**PROBLEM DETAILS:** Please copy out the items below, starting at the line that contains "Would you be able to indicate the overcast" and ending at the last line of the items, both included, with the wording of every item kept. Multiply each x and y coordinate in the answers by 2.5, rounding to whole numbers with halves going up, and leave everything else unchanged.

**SUPPLIED MATERIAL:**

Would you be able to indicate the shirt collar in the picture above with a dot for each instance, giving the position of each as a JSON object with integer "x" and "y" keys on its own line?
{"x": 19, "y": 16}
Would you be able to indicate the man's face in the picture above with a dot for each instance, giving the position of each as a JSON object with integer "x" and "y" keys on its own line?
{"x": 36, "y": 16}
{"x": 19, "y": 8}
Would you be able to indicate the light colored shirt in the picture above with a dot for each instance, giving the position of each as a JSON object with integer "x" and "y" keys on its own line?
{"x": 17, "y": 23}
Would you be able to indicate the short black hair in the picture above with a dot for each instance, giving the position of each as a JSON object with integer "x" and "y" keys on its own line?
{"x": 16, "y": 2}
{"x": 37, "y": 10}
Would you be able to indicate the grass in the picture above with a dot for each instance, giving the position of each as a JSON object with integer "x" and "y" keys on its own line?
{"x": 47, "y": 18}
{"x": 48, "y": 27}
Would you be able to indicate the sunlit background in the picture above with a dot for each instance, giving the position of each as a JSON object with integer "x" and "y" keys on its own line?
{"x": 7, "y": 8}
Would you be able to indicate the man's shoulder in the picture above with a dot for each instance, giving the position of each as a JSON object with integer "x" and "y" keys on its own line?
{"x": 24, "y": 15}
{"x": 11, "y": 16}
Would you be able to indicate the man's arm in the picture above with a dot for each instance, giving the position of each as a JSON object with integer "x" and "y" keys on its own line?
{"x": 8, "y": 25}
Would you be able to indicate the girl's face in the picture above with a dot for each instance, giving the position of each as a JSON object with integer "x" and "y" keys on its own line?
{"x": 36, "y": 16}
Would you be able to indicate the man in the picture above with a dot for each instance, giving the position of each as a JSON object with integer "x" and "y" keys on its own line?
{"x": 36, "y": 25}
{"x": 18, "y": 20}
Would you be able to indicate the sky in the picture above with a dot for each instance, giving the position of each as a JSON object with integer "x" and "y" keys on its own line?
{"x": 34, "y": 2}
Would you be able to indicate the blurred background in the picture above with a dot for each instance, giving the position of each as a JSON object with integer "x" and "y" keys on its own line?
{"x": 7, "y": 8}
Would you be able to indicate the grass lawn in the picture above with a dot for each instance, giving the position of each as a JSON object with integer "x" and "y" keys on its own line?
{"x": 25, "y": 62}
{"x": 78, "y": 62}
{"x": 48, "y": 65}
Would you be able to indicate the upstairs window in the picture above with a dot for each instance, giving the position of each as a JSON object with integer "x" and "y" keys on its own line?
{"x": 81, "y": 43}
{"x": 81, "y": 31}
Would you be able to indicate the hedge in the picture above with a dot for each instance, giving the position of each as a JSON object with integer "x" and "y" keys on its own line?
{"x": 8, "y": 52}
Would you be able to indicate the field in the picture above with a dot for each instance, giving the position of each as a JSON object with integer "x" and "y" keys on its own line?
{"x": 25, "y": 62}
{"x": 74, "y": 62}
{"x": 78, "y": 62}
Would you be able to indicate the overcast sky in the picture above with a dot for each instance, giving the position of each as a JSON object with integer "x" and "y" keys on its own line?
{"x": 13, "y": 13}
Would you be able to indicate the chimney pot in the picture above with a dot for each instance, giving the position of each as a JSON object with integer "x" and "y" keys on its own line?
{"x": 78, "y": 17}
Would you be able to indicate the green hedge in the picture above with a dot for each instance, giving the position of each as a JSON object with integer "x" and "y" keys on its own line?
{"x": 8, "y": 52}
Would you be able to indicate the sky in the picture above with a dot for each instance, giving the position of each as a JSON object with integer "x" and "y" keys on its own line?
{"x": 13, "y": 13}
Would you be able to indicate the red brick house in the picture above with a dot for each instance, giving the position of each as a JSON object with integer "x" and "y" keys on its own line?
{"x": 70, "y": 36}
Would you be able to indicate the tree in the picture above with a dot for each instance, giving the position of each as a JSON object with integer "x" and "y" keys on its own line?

**THE RESPONSE:**
Would you be able to indicate the overcast sky in the picture above with a dot for each instance, giving the position of each as a JSON object with integer "x" and "y" keys on its own line?
{"x": 33, "y": 33}
Would you be able to indicate the chimney pot in the picture above with a dot for each instance, giving the position of each as a JSON object with integer "x" and "y" keys on its own line?
{"x": 195, "y": 43}
Would you be able to indicate the green hedge in the picture above with a dot for each instance, giving the position of each as a JSON object with integer "x" and "y" keys on its own line?
{"x": 20, "y": 130}
Would you be able to indicate the sky in the picture above with a dot for each instance, giving the position of each as a JSON object with integer "x" and "y" keys on its own line?
{"x": 33, "y": 33}
Would you be able to indicate the red brick house in the picture above with a dot for each instance, giving the position of each as a JSON object with integer "x" and "y" keys on its own line?
{"x": 175, "y": 90}
Would you be able to indicate the tree in the picture above with a dot for each instance, giving the position of each as a JSON object with integer "x" and "y" keys on its own line?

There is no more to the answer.